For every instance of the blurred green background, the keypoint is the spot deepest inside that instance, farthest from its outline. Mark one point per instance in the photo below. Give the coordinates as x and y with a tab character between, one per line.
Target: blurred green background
◇ ◇ ◇
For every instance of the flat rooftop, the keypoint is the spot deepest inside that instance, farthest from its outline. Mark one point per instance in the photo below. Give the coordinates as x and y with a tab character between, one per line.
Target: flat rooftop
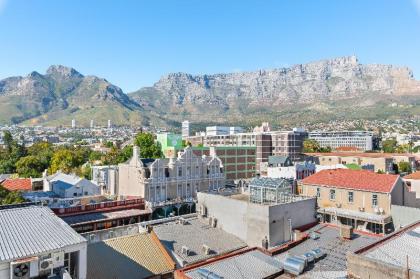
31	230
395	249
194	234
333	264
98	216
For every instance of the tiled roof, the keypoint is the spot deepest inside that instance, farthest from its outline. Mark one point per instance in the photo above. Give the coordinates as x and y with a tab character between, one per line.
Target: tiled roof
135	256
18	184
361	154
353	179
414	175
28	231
◇ ◇ ◇
### Problem to work on
Please show every line of the entries above that contains the word "green".

### Exercise response
For every instance of the blurred green background, the keypoint is the spot deepest inside that instance, farthest from its outline. Mark one point per instance in the photo below. Give the coordinates as x and y with a tab character between, one per line.
Target: blurred green background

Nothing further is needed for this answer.